* _DATA RECORDS_:

────

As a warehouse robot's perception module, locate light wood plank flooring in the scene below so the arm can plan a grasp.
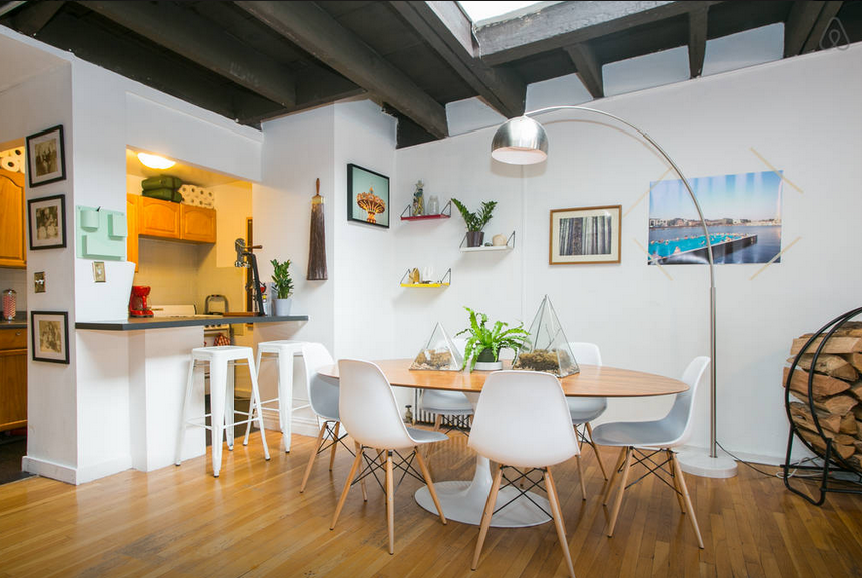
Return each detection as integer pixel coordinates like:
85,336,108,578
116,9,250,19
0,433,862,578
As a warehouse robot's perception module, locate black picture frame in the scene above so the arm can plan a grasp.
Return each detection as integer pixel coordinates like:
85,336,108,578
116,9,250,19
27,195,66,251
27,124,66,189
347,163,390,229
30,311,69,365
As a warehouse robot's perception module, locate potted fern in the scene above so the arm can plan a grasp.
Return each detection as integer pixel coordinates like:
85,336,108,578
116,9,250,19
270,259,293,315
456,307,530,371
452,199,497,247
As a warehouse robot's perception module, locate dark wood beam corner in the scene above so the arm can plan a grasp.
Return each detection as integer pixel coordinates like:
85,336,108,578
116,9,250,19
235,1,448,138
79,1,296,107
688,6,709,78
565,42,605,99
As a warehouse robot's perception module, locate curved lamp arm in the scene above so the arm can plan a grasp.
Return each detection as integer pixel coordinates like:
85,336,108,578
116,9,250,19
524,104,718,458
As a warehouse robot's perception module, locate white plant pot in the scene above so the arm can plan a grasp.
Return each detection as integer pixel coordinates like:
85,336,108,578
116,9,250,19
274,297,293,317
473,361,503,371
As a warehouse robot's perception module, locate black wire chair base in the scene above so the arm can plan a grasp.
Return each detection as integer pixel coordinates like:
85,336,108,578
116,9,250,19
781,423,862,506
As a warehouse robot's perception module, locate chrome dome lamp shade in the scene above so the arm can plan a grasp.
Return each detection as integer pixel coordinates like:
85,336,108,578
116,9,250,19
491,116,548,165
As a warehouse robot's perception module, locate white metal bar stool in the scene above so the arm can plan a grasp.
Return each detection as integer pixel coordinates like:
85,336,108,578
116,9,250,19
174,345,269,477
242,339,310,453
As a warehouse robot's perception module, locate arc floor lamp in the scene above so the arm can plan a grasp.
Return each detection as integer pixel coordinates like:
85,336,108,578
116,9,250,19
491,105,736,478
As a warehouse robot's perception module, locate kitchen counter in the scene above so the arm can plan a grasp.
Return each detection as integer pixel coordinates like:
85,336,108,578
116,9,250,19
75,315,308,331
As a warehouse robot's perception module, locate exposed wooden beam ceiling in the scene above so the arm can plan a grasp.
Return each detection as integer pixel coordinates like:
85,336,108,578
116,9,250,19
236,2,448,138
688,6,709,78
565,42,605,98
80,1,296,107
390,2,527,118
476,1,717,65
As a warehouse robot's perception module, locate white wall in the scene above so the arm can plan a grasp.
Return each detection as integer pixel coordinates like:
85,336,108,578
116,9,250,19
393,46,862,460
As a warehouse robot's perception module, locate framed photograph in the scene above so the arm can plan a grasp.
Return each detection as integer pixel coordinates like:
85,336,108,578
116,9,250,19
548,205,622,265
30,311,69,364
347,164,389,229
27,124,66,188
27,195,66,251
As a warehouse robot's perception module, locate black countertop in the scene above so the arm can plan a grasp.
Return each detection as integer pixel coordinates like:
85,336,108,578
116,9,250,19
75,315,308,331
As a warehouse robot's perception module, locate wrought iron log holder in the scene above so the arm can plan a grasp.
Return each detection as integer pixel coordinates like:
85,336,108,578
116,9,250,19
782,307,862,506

────

* _INSTRUCTION_: Reproduce, word for word, the lines of the entries above, starting with the line containing "As a warehouse robot's perception module, locate wrought" and going on through the final line of the entries.

* _EXERCISE SOLUTION_:
As a warehouse robot's perception module, locate wrought iron log holder in the scene above so the arm can plan a grasp.
Return each detection as integer pixel coordinates like:
85,336,108,578
116,9,250,19
782,307,862,506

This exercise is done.